Recopiez les lignes ci-dessous, consignes comprises, de celle qui contient « Pointing guideline: for each instance of the green » jusqu'à la dernière ligne incluse. Augmentez de 103 chaque coordonnée figurant dans les réponses.

DONNÉES FOURNIES -
+ + + + + + +

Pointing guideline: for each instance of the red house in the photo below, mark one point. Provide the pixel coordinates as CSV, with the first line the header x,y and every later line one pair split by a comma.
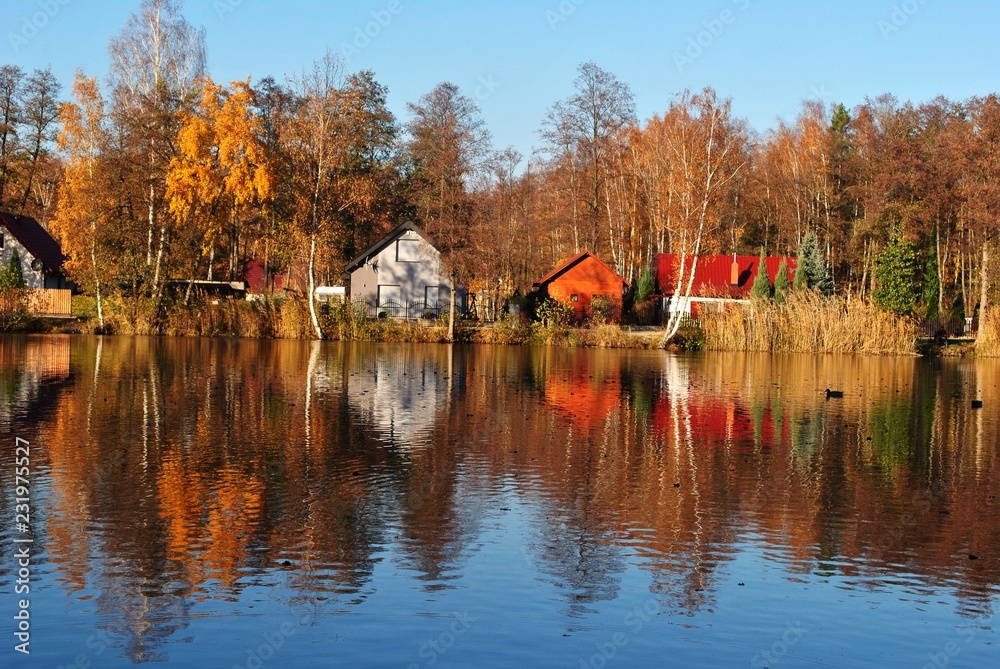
x,y
579,280
717,279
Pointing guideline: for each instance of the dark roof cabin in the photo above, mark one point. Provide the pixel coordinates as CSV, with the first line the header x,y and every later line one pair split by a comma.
x,y
579,280
41,257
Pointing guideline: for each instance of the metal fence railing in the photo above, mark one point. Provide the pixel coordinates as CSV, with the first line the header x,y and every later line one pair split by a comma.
x,y
945,328
410,311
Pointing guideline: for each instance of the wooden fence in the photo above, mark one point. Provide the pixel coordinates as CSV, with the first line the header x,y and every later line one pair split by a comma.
x,y
50,301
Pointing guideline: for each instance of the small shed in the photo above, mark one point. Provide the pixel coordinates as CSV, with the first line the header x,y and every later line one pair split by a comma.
x,y
579,280
40,254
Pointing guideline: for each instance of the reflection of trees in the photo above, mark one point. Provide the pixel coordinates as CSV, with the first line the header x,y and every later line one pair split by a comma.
x,y
186,469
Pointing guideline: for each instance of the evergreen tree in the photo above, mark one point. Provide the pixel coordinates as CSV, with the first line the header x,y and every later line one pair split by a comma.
x,y
896,289
781,282
762,283
800,282
813,265
932,283
644,286
13,275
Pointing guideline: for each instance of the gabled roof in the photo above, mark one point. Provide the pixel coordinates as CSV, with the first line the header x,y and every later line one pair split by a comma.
x,y
573,262
713,274
35,239
381,244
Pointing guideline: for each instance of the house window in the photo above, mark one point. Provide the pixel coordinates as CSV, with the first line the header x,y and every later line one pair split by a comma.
x,y
430,296
387,294
407,250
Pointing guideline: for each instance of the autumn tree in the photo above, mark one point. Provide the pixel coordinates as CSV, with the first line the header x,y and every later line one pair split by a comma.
x,y
11,81
448,146
81,219
583,133
157,61
221,175
707,147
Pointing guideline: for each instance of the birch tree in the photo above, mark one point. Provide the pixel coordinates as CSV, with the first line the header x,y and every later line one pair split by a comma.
x,y
707,148
82,213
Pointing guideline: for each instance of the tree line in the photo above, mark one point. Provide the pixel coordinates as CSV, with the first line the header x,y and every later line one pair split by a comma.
x,y
162,173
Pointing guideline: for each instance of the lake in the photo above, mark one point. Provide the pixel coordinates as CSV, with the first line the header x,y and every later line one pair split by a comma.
x,y
237,503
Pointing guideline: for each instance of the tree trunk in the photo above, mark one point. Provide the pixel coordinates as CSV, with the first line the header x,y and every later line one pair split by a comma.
x,y
312,287
451,310
97,277
985,279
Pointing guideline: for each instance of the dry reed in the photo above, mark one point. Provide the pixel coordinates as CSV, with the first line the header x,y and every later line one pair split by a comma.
x,y
807,322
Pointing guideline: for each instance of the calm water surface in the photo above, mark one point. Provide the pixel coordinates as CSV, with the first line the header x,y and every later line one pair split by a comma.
x,y
222,503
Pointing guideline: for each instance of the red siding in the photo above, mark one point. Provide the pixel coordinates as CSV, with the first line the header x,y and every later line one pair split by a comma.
x,y
713,274
584,276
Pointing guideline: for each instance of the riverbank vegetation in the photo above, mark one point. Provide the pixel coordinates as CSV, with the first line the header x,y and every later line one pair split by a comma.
x,y
163,173
808,322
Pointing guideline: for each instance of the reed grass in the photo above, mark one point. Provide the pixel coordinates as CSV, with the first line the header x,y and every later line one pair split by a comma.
x,y
988,341
807,322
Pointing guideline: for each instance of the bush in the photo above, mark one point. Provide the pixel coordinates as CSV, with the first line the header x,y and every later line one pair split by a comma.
x,y
552,313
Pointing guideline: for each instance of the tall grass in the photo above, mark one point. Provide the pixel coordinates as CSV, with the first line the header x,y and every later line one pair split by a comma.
x,y
988,342
807,322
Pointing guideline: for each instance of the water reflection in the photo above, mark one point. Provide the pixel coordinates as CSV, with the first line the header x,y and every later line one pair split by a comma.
x,y
187,471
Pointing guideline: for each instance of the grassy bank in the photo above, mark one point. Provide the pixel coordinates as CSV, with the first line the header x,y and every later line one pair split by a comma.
x,y
809,323
288,318
988,344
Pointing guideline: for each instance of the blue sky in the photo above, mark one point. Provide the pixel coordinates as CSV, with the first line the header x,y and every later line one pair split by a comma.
x,y
518,57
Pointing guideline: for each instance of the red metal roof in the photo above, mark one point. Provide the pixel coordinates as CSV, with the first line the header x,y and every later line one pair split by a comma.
x,y
573,262
33,237
713,274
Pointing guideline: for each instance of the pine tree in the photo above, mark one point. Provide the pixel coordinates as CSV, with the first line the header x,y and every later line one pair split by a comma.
x,y
895,270
761,289
781,282
12,276
812,267
801,280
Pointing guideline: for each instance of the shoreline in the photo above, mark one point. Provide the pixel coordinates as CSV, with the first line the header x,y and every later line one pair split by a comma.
x,y
608,336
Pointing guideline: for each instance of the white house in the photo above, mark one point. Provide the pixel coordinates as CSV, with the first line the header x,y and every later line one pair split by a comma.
x,y
403,268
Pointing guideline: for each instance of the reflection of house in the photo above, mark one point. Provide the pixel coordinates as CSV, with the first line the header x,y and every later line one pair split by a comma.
x,y
399,397
403,267
41,257
579,280
717,279
586,400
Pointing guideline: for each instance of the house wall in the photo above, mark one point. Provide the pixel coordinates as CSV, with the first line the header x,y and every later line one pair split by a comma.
x,y
412,277
586,279
35,279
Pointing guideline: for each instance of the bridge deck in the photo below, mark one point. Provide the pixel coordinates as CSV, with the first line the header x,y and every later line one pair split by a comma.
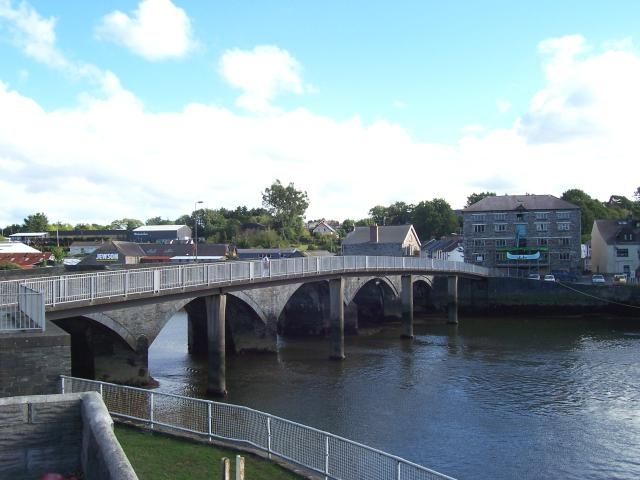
x,y
66,292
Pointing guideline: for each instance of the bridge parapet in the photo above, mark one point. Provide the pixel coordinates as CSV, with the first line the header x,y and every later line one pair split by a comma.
x,y
116,286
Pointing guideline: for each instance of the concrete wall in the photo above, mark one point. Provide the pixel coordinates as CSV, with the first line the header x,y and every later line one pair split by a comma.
x,y
66,434
31,363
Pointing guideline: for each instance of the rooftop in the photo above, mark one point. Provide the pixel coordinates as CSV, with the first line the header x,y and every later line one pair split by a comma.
x,y
513,202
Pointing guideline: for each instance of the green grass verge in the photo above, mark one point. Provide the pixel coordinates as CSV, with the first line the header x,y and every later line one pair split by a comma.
x,y
157,457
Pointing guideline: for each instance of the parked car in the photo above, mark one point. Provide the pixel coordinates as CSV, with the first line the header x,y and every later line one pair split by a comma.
x,y
619,278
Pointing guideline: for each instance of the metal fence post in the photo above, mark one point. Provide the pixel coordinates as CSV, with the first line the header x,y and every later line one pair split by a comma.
x,y
239,467
210,421
224,469
269,436
326,457
151,409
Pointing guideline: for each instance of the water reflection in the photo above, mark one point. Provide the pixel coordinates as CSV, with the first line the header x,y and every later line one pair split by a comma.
x,y
490,398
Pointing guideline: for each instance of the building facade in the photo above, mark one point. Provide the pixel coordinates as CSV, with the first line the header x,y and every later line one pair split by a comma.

+ + + + + + +

RÉPONSE PROPOSÉE -
Pointing guideline: for each instance of the green grass verge in the photo above, mark one point. Provide the pixel coordinates as CSV, with the first line the header x,y and every later line one pair split by a comma.
x,y
260,560
Pointing guideline: for each instance of the parked car in the photo above, mark one point. Provide the pixel coordinates as CSV, with the first line the header x,y and every later line one pair split by a comma.
x,y
722,381
Pointing guideline: for each instance of the metal fence post in the photo above, mark one point. Provide the pixel coordinates as CSV, with the first line the header x,y and every later line one pair split by a comma.
x,y
342,570
313,524
327,572
372,539
429,560
254,512
Pointing guideline: for each instance of the water reflection in the photo above, mark one point. Provide the pixel coordinates as CSV, with the first line the header x,y and every later line one pair split by a comma.
x,y
593,501
Pointing guideline: for each instance of the building facade in the photo above, mark one point. Provide the pixel coordinates as CSV, with the first line the header x,y and every later line one pair split by a comma.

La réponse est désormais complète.